> _Exercise details_
The listing beneath should be written out in full, exactly as shown.

> _Task material_
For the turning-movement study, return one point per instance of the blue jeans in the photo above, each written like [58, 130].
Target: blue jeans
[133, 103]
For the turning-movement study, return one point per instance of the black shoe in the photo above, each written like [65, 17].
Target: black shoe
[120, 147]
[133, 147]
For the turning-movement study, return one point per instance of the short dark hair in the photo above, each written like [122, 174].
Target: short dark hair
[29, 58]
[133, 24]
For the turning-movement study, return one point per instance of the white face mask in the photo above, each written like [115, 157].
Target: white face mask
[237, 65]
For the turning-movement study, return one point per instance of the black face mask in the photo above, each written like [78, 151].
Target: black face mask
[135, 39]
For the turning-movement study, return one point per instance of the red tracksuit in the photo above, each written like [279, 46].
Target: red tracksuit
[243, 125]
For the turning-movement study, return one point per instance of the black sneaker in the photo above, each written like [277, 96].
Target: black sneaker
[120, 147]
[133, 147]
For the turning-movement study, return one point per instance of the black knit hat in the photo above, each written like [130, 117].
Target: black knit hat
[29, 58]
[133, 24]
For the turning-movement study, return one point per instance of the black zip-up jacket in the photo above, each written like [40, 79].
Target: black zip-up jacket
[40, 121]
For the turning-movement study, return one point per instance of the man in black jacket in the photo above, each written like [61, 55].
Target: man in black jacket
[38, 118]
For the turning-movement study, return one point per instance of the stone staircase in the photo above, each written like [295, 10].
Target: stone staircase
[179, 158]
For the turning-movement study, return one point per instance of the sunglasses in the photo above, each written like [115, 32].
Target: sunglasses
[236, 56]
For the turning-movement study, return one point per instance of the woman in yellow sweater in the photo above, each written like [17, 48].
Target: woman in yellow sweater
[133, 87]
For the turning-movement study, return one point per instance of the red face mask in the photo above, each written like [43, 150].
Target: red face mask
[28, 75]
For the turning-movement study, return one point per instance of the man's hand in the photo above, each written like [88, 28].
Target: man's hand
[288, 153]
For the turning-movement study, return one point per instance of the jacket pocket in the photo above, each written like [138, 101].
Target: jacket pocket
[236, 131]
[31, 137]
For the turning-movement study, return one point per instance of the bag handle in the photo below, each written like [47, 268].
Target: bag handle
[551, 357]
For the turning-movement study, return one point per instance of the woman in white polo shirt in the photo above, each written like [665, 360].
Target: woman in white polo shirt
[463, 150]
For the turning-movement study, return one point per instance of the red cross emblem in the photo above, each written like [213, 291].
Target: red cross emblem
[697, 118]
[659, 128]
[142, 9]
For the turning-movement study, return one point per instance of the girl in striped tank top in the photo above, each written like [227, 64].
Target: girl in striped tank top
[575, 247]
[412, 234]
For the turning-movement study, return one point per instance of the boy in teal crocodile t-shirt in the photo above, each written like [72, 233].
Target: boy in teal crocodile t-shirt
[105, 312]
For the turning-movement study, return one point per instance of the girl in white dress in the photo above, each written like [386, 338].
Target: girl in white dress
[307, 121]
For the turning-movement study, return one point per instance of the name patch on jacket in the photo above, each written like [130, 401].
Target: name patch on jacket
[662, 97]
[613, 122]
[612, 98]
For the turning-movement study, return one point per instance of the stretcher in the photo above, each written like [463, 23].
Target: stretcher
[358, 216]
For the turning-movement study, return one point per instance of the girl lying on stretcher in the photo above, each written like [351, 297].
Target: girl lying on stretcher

> _Reply to the exercise_
For the turning-movement study, return one point per instance of the blue jeans in the photo above, each written like [58, 130].
Target: blue jeans
[133, 103]
For the turning-movement study, return one point per instance of the black shoe in the photo above, each written like [65, 17].
Target: black shoe
[120, 147]
[133, 147]
For the turning-movement study, return one point per instance of the short dark hair in the photo above, each written like [122, 174].
Target: short dark hair
[29, 58]
[133, 24]
For the turning-movement study, return one point per instance of the white face mask in the photo above, each written like [115, 157].
Target: white face mask
[237, 65]
For the turning-movement study, return one point per instance of the black face mask in the photo above, each written like [78, 151].
Target: black face mask
[135, 39]
For the turning-movement study, return one point per instance of the red tracksuit in the photo above, each written like [279, 46].
Target: red tracksuit
[243, 125]
For the turning-movement study, return one point per instance of the black sneaker in the photo above, each written like [277, 96].
Target: black sneaker
[120, 147]
[133, 147]
For the turning-movement study, return one point per instance of the black knit hat in the photo above, each written like [130, 117].
Target: black knit hat
[29, 58]
[133, 24]
For the turning-movement study, return one point per instance of the black zip-up jacket in the photo above, each written like [40, 79].
Target: black zip-up jacket
[40, 121]
For the turning-movement study, return one point per instance of the man in black jacket in the photo above, each written like [61, 55].
Target: man in black jacket
[38, 118]
For the turning-movement study, return one point per instance of the stone staircase in the photo above, each written like [295, 10].
Target: stone staircase
[179, 158]
For the turning-movement study, return one point per instance of the sunglasses in the photo above, each written like [115, 32].
Target: sunglasses
[236, 56]
For the turning-movement study, return one point per instance of the woman in yellow sweater in the photo above, each written like [17, 48].
Target: woman in yellow sweater
[133, 87]
For the turning-movement study, return one point per instance of the red face mask in the photo above, each written like [43, 150].
Target: red face mask
[28, 75]
For the turning-movement study, return one point per instance of the man's hand in the photo above, each written like [88, 28].
Target: man's hand
[288, 153]
For the turning-movement study, return one point per instance of the jacket pocket in the photo above, each written like [138, 101].
Target: jacket pocket
[236, 131]
[31, 137]
For the turning-movement study, return one point per instance of the bag handle in the photo below, each written like [47, 268].
Target: bag handle
[551, 357]
For the turning-movement study, return one point per instance of the woman in white polo shirt in the photo above, each written like [665, 360].
Target: woman in white polo shirt
[463, 150]
For the turning-movement study, return one point per instance of the red cross emblem in the photo above, each written like [213, 291].
Target: red cross emblem
[697, 118]
[659, 128]
[142, 9]
For the turning-movement study, return one point per instance of the girl in striped tank top in the photo above, each written like [227, 64].
Target: girl in striped tank top
[575, 247]
[412, 234]
For the turning-movement study, return one point per instance of the boy in teal crocodile t-shirt in the photo above, each written like [72, 233].
Target: boy in teal crocodile t-shirt
[105, 312]
For the turning-movement study, return one point per instance of the girl in white dress in the photo above, each written like [386, 338].
Target: girl in white dress
[307, 121]
For the turning-movement study, return one point per instance of the name patch on jacket in the photo above, each written like [130, 401].
Target: name patch on jacket
[662, 97]
[613, 122]
[612, 98]
For the turning-movement study, return one point per instance of the stretcher in the photo above, each written like [463, 23].
Target: stretcher
[358, 216]
For the turning-movement study, return one point per instance of the girl lying on stretcher in the photo above, each written like [351, 297].
Target: girl lying on stretcher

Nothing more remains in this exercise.